# The exercise
Print the records word for word, from their start through the line containing "70, 8, 75, 75", and leave the pictures out.

# Input rows
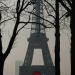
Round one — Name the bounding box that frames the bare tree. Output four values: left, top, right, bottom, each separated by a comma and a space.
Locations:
59, 0, 75, 75
0, 0, 30, 75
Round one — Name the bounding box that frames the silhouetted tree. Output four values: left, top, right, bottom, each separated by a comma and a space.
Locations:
0, 0, 30, 75
55, 0, 60, 75
59, 0, 75, 75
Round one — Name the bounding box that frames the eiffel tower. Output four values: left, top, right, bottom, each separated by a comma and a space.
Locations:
19, 0, 55, 75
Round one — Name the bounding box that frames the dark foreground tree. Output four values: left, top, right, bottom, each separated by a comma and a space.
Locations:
55, 0, 60, 75
59, 0, 75, 75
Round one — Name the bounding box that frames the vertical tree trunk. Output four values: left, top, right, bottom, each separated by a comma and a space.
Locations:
55, 0, 60, 75
0, 57, 4, 75
70, 8, 75, 75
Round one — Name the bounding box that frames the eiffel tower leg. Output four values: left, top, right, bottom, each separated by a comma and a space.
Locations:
40, 40, 53, 66
23, 42, 34, 66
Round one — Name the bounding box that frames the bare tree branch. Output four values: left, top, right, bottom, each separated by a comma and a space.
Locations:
26, 11, 55, 27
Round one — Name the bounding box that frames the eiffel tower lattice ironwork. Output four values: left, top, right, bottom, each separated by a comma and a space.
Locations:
19, 0, 55, 75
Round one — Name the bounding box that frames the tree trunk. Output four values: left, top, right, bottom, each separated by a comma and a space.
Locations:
0, 58, 4, 75
70, 11, 75, 75
55, 0, 60, 75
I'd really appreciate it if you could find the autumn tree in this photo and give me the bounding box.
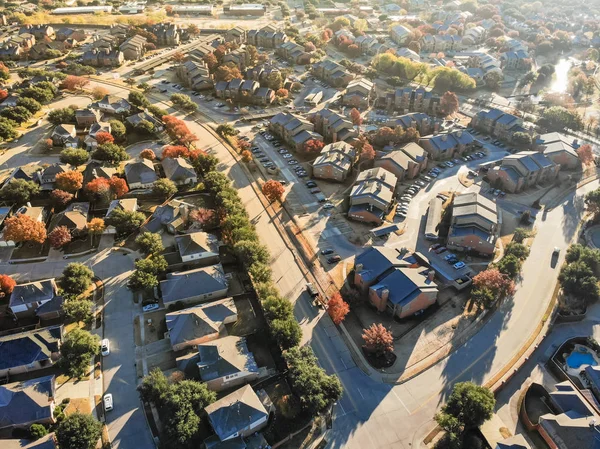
[262,179,285,203]
[140,148,156,161]
[440,92,459,116]
[54,170,83,193]
[362,323,394,357]
[0,274,17,297]
[4,214,46,243]
[327,292,350,324]
[48,226,71,249]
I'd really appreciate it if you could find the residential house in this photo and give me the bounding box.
[142,200,194,234]
[95,95,133,115]
[119,34,148,61]
[165,298,238,352]
[8,279,62,319]
[312,141,356,182]
[348,167,398,225]
[375,142,427,182]
[160,264,229,307]
[487,151,560,193]
[311,59,354,87]
[125,158,158,190]
[419,129,475,161]
[342,78,374,108]
[535,132,581,170]
[0,375,55,430]
[82,48,125,67]
[175,231,219,265]
[204,385,269,449]
[75,108,100,128]
[312,108,358,142]
[161,157,198,186]
[0,326,63,376]
[50,124,79,148]
[197,335,258,392]
[446,192,500,256]
[48,203,90,235]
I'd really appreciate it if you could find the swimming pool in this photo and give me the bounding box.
[567,351,598,369]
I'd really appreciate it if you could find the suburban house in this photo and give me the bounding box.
[375,142,427,182]
[96,95,132,114]
[50,124,79,148]
[165,298,237,352]
[312,141,356,182]
[125,158,158,190]
[161,157,198,186]
[342,78,374,108]
[354,246,438,318]
[535,132,581,170]
[419,129,475,161]
[312,108,358,142]
[0,326,63,379]
[175,231,219,265]
[48,202,90,235]
[487,151,560,193]
[446,193,500,256]
[0,376,55,430]
[8,279,60,319]
[160,264,229,307]
[348,167,398,225]
[119,34,147,61]
[204,385,271,449]
[197,335,259,392]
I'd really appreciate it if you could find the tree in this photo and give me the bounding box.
[152,178,177,198]
[48,108,75,125]
[60,262,94,295]
[92,86,108,100]
[4,214,46,243]
[17,97,42,114]
[106,209,146,234]
[135,232,165,256]
[140,148,156,161]
[62,298,94,323]
[283,346,342,415]
[362,323,394,357]
[60,328,100,378]
[435,382,496,431]
[92,143,129,164]
[327,292,350,324]
[54,170,83,193]
[56,412,102,449]
[577,143,594,165]
[96,131,115,145]
[0,179,40,204]
[262,179,285,203]
[60,148,90,166]
[48,226,71,249]
[0,274,17,297]
[302,139,325,155]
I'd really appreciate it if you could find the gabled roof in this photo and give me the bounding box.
[205,385,269,441]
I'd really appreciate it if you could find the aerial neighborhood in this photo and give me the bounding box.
[0,0,600,449]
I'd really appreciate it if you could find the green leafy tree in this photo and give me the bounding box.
[60,328,100,378]
[56,412,102,449]
[60,262,94,295]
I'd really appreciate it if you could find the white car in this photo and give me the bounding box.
[100,338,110,357]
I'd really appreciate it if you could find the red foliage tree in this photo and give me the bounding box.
[4,214,46,243]
[48,226,71,249]
[96,131,115,145]
[0,274,17,296]
[262,179,285,202]
[327,292,350,324]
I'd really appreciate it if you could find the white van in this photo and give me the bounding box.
[104,393,113,412]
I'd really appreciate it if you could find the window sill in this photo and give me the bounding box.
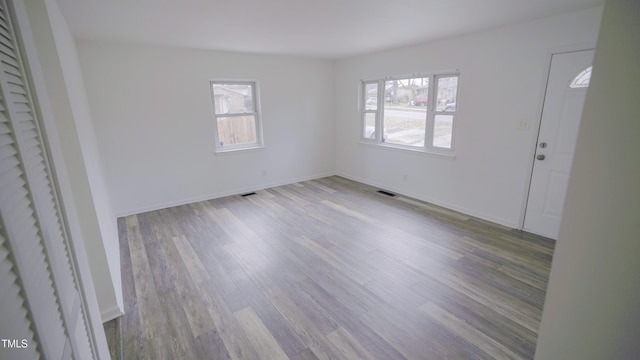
[213,145,264,155]
[360,139,456,160]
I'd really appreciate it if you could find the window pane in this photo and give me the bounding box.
[569,66,593,89]
[362,113,376,139]
[436,76,458,112]
[213,84,255,114]
[384,78,429,147]
[433,115,453,149]
[364,83,378,110]
[218,115,257,147]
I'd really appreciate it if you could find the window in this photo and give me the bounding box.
[211,80,262,152]
[569,66,593,89]
[361,73,459,153]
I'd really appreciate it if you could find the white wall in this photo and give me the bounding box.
[25,0,124,321]
[336,7,602,227]
[536,0,640,360]
[78,41,335,216]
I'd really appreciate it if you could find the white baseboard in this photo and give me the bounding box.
[100,306,124,324]
[115,172,336,218]
[335,172,518,229]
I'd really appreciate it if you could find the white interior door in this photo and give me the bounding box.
[524,50,594,239]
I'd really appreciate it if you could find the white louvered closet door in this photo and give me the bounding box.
[0,0,95,359]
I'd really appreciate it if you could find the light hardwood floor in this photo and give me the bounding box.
[105,177,554,360]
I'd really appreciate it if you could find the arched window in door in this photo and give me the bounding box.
[569,66,593,89]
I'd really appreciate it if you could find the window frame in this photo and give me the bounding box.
[359,70,460,157]
[209,79,264,153]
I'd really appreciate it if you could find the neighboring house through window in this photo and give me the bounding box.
[211,80,263,152]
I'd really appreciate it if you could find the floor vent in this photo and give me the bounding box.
[378,190,396,197]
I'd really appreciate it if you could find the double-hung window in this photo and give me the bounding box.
[361,73,459,153]
[211,80,263,152]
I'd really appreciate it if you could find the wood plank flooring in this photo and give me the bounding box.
[105,177,554,360]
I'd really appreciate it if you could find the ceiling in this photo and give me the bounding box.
[57,0,604,58]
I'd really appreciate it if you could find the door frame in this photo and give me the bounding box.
[518,42,596,230]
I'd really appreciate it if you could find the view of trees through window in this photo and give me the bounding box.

# The solution
Round one — Name the bounding box that frames the bare tree. Output four values: left, top, right, bottom, each separated by a comma and a space.
Locations:
59, 0, 75, 75
0, 0, 30, 75
Round one — Name the bounding box that frames the silhouetted tree. Output four values: left, top, right, bottom, each separated by a comma and a space.
Locations:
0, 0, 30, 75
55, 0, 60, 75
59, 0, 75, 75
Round one — Name the bounding box that frames the eiffel tower. Output four values: left, top, right, bottom, each separated by a comma and a space.
Locations:
19, 0, 55, 75
Round one — Name the bounding box that frames the dark foreground tree. Output four values: left, top, right, bottom, each separated by a comma and a space.
Locations:
55, 0, 60, 75
59, 0, 75, 75
Round one — Name the bounding box that frames the vertical tree trunk. Output four values: left, top, right, bottom, each separated by a comma and a space.
Locations:
55, 0, 60, 75
0, 57, 4, 75
70, 8, 75, 75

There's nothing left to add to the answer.